**Listed records:**

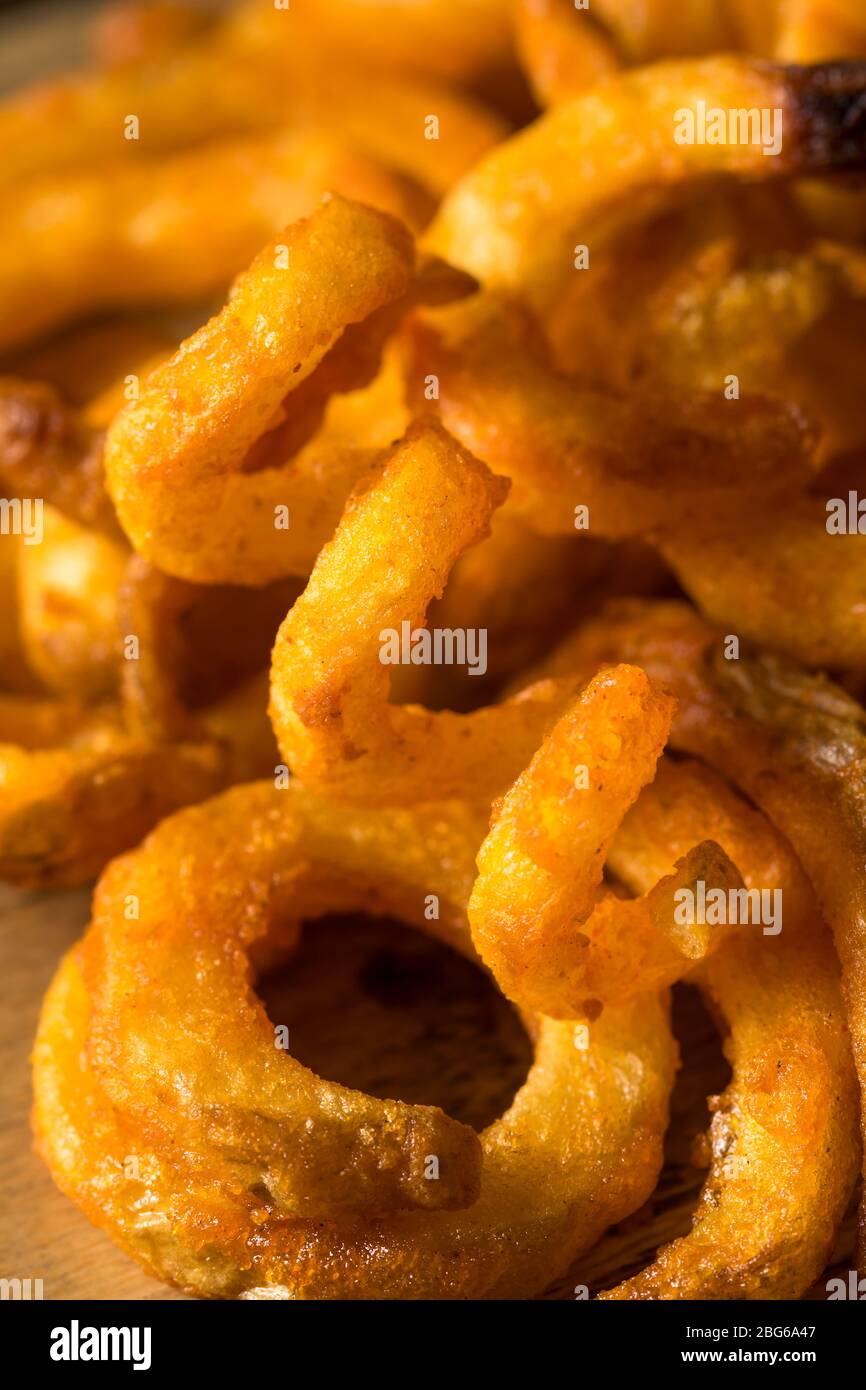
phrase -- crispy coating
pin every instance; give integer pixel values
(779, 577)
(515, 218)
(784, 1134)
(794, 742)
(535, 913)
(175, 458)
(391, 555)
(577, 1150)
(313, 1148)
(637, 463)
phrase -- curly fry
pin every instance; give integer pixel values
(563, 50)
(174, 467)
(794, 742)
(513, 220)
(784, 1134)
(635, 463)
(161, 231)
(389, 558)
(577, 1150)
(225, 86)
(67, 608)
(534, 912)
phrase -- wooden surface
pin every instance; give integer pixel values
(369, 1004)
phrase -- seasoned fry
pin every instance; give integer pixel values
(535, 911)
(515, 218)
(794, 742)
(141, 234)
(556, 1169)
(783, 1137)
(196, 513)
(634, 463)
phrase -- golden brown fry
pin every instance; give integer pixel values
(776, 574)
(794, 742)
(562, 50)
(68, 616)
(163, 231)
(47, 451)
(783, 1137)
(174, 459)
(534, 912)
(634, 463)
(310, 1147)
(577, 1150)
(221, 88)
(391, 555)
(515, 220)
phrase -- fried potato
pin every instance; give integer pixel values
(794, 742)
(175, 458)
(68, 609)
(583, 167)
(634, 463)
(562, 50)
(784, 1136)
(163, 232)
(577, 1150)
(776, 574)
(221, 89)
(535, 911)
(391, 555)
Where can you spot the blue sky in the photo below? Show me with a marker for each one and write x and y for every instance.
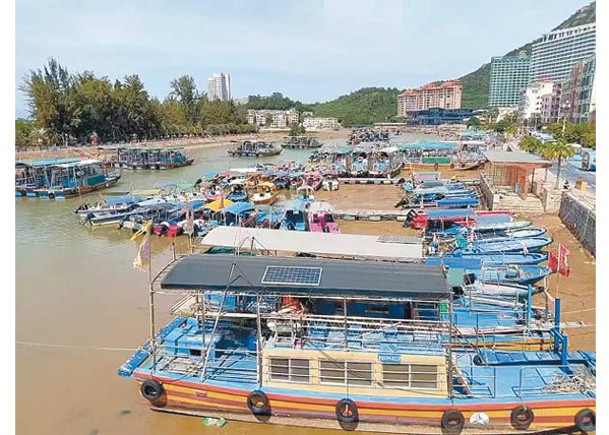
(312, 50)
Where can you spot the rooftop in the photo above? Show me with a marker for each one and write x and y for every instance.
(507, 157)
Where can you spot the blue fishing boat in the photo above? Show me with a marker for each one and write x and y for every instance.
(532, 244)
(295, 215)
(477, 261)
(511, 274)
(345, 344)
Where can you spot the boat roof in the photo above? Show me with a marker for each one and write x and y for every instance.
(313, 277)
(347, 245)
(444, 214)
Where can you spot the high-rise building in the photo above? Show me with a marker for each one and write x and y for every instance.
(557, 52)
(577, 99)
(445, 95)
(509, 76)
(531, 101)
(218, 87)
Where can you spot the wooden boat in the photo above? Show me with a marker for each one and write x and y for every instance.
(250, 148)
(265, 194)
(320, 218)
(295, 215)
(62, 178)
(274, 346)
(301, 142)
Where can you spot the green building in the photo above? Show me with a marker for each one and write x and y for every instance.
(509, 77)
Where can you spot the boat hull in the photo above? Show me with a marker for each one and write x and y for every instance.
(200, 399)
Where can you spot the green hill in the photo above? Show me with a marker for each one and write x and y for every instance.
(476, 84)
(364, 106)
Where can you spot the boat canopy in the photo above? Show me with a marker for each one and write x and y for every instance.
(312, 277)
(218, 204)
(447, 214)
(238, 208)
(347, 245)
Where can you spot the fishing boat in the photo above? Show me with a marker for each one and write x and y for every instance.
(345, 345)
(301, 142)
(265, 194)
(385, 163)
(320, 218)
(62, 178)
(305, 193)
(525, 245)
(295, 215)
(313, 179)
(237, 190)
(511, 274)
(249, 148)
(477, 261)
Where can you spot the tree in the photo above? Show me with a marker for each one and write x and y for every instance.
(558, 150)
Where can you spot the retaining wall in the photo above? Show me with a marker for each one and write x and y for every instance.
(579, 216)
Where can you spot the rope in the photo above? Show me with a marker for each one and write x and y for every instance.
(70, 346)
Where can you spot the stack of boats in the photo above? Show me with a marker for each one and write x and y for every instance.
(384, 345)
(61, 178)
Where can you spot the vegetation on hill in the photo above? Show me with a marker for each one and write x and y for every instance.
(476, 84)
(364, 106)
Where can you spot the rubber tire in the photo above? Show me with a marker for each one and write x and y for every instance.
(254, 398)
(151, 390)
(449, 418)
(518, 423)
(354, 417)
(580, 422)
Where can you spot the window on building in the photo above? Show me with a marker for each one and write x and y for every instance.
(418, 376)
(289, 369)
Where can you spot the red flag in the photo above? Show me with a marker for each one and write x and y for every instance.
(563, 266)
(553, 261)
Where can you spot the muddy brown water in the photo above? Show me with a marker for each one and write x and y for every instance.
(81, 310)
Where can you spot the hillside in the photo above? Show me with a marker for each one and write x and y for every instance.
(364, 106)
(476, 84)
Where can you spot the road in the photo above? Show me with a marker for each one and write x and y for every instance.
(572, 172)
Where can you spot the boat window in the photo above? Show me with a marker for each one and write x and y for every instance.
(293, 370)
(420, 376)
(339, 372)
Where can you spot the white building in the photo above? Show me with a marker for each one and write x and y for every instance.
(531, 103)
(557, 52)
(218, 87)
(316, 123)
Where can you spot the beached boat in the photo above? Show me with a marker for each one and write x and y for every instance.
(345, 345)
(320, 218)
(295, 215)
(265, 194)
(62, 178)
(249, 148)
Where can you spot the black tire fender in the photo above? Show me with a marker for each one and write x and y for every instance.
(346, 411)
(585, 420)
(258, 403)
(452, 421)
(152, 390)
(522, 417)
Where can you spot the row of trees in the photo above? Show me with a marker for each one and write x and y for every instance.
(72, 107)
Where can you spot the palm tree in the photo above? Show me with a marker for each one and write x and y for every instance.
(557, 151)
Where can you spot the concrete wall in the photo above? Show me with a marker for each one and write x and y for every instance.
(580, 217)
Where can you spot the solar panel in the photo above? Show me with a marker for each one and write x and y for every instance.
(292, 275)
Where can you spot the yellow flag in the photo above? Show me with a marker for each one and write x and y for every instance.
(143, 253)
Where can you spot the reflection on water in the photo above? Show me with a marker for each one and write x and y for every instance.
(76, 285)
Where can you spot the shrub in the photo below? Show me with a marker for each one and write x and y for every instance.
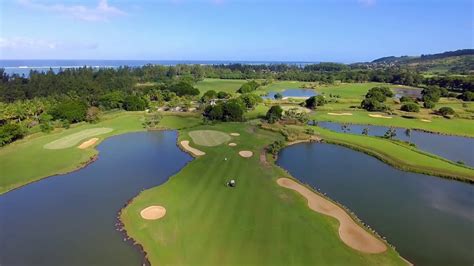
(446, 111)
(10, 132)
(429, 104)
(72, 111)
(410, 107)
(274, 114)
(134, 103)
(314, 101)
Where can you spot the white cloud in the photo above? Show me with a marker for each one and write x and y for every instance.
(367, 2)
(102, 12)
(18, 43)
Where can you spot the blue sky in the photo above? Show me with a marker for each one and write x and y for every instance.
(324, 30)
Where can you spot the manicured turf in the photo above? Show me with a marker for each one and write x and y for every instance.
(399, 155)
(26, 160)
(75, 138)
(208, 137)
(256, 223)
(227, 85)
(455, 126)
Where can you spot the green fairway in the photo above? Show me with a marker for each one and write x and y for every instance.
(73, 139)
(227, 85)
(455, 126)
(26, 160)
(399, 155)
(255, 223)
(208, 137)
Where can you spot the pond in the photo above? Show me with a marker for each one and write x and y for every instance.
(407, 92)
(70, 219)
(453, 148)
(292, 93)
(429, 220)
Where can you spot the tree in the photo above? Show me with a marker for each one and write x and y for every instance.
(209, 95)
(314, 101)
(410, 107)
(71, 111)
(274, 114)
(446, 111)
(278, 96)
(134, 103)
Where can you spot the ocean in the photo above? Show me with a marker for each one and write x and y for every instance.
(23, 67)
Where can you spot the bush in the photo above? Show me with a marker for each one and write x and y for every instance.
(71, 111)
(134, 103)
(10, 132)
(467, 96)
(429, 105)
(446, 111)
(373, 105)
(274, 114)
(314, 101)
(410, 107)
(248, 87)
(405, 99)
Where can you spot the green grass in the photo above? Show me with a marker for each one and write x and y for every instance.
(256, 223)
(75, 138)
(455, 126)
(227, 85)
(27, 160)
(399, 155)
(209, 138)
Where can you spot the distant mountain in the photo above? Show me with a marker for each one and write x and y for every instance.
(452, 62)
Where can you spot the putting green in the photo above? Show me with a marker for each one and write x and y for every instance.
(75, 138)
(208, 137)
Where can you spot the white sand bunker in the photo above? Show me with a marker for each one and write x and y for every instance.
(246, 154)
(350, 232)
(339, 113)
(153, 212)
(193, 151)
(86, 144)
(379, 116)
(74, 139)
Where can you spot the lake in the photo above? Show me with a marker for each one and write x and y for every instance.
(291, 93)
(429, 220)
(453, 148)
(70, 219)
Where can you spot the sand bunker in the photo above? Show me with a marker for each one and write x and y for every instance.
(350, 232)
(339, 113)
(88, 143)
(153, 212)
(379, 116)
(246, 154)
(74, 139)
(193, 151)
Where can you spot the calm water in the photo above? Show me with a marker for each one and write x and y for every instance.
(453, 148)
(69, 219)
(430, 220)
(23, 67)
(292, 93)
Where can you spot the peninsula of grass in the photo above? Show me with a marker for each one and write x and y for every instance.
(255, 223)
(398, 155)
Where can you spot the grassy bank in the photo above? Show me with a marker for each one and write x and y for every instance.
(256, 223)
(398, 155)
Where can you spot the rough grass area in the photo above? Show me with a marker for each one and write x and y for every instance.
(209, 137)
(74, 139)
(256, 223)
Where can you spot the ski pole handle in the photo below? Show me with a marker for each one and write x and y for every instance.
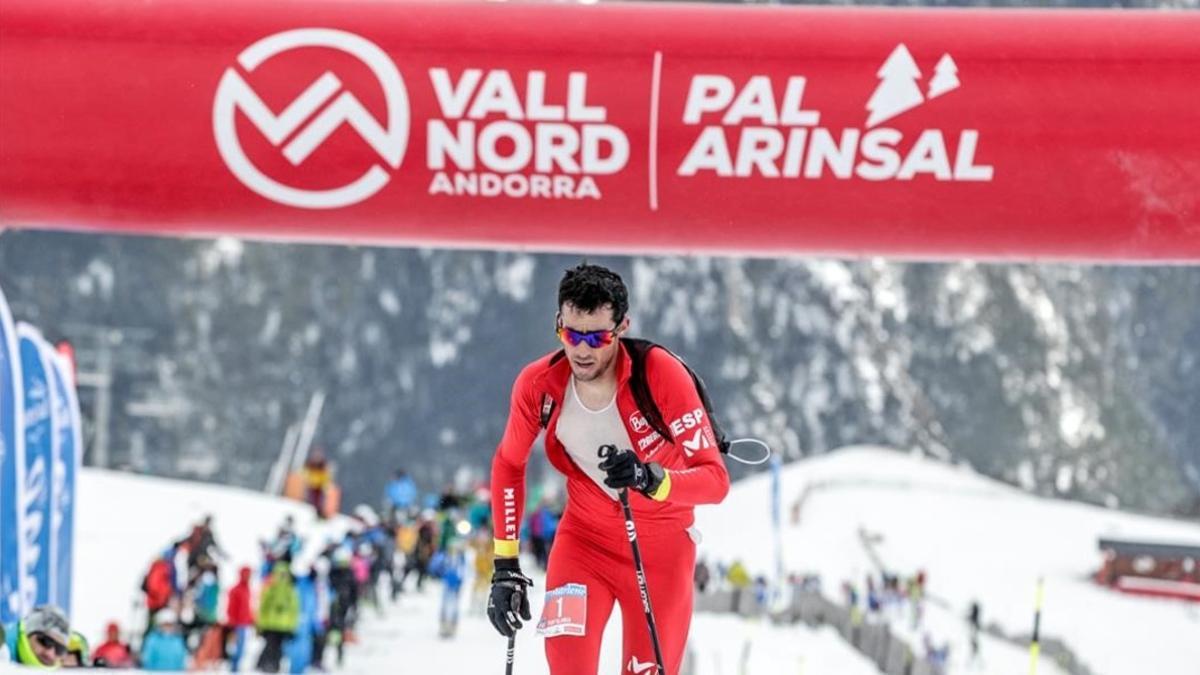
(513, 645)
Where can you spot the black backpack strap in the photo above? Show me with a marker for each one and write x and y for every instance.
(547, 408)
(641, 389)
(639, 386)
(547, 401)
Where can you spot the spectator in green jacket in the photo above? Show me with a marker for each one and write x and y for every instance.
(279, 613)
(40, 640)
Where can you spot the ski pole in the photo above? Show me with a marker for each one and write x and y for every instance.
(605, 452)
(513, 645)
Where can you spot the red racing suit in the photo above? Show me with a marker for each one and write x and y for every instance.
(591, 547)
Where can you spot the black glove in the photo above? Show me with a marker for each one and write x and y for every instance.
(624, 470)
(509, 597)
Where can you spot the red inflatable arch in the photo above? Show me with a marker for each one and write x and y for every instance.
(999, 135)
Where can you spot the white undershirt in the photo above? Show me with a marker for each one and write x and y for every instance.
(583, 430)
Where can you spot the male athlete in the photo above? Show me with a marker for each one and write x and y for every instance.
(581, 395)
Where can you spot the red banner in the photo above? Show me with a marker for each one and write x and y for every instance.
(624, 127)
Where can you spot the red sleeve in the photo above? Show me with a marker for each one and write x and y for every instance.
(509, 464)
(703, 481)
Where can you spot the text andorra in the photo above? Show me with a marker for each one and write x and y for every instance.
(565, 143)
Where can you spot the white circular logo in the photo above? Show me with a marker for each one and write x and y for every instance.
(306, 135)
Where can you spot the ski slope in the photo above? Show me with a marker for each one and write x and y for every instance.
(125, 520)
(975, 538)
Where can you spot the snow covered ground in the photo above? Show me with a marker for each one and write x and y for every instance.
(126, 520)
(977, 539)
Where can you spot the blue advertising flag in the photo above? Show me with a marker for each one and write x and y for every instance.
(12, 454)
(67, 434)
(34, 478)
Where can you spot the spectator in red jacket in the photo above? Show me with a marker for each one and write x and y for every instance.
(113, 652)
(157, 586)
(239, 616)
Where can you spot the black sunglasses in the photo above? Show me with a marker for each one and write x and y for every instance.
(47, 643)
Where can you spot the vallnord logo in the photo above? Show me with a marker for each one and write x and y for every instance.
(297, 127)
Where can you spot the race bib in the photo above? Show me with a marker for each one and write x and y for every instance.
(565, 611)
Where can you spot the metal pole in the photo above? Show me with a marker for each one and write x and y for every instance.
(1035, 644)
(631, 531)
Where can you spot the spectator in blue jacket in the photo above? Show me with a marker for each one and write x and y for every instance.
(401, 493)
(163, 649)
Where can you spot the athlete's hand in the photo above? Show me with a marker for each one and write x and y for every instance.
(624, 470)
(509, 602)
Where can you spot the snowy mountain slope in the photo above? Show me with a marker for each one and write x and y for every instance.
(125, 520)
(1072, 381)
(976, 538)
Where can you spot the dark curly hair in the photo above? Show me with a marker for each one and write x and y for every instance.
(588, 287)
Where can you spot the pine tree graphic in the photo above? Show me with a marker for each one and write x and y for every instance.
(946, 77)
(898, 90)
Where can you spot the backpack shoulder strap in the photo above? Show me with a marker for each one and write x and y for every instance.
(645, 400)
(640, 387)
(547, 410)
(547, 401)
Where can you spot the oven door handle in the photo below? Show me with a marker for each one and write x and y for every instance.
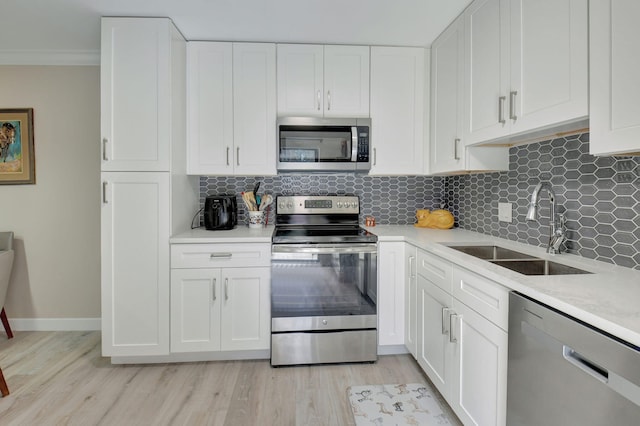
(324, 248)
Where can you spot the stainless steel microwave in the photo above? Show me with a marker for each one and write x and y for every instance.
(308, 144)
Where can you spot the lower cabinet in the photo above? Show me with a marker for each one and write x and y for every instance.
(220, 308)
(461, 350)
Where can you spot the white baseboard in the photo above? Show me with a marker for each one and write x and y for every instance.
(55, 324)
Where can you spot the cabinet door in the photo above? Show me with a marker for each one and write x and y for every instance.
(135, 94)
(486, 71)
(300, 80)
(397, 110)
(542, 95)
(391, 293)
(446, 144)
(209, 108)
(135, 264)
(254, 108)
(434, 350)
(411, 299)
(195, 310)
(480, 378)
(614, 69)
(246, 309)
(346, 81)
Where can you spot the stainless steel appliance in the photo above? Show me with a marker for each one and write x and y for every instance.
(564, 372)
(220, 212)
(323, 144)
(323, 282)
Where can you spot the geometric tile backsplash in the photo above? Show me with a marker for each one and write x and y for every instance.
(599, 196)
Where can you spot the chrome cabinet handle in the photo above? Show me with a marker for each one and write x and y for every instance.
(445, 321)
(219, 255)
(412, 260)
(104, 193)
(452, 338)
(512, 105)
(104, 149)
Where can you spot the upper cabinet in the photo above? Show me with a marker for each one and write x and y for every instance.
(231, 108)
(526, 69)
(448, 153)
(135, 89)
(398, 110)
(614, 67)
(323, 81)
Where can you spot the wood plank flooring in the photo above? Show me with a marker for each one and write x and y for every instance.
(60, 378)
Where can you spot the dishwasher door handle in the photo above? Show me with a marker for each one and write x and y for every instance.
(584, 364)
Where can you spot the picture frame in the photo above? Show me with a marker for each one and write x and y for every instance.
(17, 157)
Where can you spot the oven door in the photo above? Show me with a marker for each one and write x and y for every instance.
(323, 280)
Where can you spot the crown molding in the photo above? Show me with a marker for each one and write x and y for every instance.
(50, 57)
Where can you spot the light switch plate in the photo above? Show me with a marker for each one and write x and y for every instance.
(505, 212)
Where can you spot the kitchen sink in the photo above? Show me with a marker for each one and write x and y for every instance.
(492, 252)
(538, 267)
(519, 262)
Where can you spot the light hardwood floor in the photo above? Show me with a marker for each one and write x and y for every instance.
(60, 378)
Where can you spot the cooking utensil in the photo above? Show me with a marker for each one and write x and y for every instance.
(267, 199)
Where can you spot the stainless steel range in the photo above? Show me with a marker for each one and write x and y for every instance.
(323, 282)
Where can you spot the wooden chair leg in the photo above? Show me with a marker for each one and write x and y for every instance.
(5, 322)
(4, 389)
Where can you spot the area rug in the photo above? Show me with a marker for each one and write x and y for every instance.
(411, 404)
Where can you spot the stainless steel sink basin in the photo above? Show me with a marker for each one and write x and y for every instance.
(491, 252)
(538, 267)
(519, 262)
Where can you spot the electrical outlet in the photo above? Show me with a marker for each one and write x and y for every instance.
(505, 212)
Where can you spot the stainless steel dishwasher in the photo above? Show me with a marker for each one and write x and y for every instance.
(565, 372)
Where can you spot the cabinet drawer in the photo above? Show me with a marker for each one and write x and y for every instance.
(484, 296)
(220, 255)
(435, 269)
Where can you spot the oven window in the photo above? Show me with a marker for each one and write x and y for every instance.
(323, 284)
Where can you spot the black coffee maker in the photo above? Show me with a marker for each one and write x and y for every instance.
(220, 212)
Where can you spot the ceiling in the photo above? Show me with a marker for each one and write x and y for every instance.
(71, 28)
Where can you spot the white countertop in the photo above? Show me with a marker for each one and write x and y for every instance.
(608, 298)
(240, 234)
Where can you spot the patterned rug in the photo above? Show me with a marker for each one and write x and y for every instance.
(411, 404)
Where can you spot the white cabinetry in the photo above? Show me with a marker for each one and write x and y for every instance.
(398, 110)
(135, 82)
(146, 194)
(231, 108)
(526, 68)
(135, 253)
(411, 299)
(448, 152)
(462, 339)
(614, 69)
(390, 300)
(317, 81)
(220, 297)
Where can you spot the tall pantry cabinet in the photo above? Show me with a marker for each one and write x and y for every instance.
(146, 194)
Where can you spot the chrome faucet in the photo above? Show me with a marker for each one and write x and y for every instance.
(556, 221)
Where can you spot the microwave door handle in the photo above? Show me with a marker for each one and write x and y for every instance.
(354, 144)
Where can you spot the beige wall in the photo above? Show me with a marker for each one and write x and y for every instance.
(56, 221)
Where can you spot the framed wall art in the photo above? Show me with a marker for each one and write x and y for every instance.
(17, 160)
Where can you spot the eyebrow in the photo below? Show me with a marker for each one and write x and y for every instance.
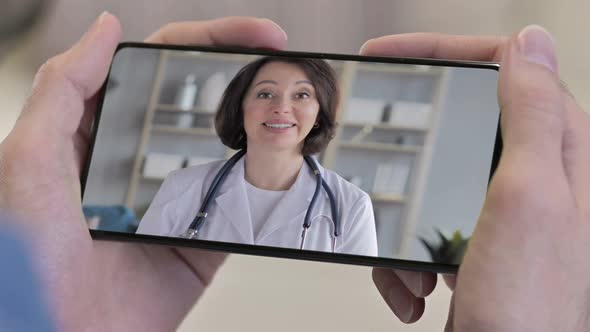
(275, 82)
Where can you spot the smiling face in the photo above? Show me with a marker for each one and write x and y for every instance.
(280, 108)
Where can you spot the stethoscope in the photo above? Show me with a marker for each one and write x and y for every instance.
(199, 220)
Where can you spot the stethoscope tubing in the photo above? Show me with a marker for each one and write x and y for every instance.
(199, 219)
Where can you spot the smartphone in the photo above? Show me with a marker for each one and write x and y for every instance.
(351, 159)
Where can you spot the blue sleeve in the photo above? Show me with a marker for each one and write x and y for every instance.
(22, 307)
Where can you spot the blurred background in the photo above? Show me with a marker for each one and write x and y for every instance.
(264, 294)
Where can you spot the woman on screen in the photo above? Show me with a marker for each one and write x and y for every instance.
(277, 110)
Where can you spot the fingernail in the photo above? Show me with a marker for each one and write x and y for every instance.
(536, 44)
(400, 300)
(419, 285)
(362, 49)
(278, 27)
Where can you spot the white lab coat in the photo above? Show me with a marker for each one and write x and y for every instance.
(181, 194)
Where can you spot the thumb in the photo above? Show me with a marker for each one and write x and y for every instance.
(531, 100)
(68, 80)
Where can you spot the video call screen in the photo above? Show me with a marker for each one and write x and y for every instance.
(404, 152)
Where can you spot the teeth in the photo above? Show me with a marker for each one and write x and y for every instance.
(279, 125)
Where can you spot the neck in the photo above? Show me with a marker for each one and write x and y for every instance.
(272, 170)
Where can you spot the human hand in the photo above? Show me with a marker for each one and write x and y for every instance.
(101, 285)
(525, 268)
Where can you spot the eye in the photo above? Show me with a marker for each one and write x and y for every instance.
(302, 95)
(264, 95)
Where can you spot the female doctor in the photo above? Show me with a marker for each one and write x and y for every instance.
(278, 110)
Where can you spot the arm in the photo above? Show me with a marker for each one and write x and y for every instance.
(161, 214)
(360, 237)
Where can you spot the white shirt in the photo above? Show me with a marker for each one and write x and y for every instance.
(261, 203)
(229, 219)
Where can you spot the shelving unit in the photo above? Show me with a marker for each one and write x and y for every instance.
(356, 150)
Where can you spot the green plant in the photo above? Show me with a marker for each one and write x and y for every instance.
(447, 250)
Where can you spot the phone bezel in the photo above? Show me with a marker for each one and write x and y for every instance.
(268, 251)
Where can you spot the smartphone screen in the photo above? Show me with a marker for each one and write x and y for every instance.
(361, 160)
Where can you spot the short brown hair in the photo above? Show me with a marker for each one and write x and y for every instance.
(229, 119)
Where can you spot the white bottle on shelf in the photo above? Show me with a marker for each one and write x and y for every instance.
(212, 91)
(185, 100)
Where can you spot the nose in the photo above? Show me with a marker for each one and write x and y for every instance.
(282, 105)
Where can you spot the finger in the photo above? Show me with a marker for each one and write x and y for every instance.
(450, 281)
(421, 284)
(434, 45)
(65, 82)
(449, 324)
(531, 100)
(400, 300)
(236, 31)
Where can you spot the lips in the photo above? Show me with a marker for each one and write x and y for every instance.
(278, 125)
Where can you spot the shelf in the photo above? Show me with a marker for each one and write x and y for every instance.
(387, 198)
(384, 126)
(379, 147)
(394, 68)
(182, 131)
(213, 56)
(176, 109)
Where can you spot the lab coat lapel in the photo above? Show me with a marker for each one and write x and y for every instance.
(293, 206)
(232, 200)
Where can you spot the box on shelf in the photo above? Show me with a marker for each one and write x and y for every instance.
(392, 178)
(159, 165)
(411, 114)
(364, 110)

**Goal of the exercise:** Some lines of the data above may hold the word "phrase"; state how many do, and give only that number.

**Problem solution:** 6